──────── Passage to read ────────

Francisco Javier Mármol Rodríguez (born 21 July 1961), known as Catali, is a Spanish former footballer who played as a midfielder. His career is most closely associated with Albacete Balompié, with whom he played for 10 seasons, and made 53 appearances in La Liga in the early 1990s.

Career

Albacete Balompié

Catali was born in Albacete in the autonomous community of Castilla–La Mancha, and was brought up in the youth teams of local club Albacete Balompié, including spells at nearby clubs Hellín Deportivo and Villarrobledo. He was promoted to the first team during the 1983–84 season, and made his debut on New Year's Day 1984 in a 1–1 home draw with Antequerano at Estadio Carlos Belmonte. He replaced José Antonio Álvarez for the last ten minutes of the game.

He played only once more that season, also as a substitute, but the following season was to be a great one for both player and club. He made his first start in the first match of the season, a 1–0 win over Rayo Vallecano at Vallecas on 2 September, and also started at home to Linares three weeks later in another 1–0 victory. He scored his first goal on 10 October as Albacete drew 1–1 at home with Cartagena FC in the first round of the Copa del Rey to secure a 4–1 aggregate victory. He scored twice more in his 47 appearances that year, both in the Copa de la Liga, a competition which Albacete won by beating Badajoz 3–1 on aggregate in the final.

Even better for Albacete, they ended the year as runners-up in their Segunda División B group, earning promotion to the second tier.

Personal life

After retirement, Catali ran a cafeteria in Poligono Campollano in Albacete.

────────

◆ Tasks
a) Copy the part of the passage on Catali that opens with the words containing "Even better for" and closes with "Campollano in Albacete.".
b) According to the passage on Catali, what did he run after retiring?

──────── Dataset content ────────

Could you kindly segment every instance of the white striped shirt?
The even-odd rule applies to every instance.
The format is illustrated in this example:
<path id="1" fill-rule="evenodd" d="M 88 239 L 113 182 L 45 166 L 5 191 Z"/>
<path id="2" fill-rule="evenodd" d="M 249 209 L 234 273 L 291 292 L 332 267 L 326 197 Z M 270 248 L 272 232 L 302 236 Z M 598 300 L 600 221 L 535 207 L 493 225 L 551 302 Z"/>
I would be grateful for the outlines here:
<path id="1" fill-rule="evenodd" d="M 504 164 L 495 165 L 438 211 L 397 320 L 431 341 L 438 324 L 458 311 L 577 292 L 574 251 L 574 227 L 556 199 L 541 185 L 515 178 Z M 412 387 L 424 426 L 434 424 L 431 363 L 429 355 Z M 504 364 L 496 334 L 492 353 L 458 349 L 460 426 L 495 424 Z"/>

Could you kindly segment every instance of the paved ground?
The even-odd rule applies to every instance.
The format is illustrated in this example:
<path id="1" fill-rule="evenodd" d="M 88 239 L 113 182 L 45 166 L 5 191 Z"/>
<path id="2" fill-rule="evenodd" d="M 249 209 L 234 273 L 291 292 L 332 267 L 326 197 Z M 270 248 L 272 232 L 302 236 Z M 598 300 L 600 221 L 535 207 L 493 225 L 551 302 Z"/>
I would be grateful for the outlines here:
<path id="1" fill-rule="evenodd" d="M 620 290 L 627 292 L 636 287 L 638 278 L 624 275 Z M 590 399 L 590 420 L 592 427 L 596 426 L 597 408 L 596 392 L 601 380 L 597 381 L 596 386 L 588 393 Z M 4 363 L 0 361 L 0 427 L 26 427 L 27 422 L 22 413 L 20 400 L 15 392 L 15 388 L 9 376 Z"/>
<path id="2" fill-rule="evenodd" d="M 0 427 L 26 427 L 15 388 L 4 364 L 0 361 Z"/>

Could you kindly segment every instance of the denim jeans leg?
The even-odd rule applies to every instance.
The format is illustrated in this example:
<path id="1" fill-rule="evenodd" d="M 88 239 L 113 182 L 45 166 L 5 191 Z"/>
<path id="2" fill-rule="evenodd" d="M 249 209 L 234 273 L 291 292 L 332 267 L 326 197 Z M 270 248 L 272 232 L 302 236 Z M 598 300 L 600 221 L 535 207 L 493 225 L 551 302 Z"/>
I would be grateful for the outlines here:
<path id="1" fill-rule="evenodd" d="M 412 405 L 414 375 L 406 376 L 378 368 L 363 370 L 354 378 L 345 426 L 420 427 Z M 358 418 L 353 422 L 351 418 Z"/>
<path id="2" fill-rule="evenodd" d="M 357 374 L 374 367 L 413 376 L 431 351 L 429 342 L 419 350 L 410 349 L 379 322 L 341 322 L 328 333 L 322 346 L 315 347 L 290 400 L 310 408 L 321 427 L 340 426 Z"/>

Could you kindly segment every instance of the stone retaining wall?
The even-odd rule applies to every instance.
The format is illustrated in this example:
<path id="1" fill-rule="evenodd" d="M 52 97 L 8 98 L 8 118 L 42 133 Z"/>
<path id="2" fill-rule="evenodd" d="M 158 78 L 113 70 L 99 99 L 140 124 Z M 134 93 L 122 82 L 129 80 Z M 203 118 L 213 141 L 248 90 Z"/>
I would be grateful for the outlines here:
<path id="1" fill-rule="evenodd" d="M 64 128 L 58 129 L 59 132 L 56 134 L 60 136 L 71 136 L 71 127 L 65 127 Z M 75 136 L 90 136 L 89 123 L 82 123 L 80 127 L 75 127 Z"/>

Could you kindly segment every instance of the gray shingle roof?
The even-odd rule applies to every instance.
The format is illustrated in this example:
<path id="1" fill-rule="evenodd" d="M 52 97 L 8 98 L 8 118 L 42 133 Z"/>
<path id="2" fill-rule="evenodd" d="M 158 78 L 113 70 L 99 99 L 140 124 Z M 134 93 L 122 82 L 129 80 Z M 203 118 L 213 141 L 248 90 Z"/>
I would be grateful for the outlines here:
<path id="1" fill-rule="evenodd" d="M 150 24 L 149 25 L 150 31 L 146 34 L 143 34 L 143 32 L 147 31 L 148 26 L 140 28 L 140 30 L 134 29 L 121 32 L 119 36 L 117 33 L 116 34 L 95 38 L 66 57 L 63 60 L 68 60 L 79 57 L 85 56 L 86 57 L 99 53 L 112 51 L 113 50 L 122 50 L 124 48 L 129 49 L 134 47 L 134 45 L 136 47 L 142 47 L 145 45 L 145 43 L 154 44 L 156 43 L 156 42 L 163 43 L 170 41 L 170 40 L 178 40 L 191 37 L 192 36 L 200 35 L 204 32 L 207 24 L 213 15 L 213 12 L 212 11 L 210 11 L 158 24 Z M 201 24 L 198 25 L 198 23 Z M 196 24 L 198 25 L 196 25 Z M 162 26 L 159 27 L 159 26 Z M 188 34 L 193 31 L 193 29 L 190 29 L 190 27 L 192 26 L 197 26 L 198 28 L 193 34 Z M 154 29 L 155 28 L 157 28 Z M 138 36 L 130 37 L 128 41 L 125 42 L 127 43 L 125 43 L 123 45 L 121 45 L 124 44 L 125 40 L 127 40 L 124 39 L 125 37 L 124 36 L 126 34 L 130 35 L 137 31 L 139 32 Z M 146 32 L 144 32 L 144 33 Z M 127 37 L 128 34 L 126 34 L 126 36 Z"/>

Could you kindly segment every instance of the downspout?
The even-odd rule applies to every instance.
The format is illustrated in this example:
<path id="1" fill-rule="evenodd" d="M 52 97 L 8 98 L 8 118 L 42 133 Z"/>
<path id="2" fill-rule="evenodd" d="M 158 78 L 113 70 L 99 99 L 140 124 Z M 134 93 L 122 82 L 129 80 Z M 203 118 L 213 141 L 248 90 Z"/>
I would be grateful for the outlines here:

────────

◆ Solution list
a)
Even better for Albacete, they ended the year as runners-up in their Segunda División B group, earning promotion to the second tier.

Personal life

After retirement, Catali ran a cafeteria in Poligono Campollano in Albacete.

b) A cafeteria in Poligono Campollano in Albacete.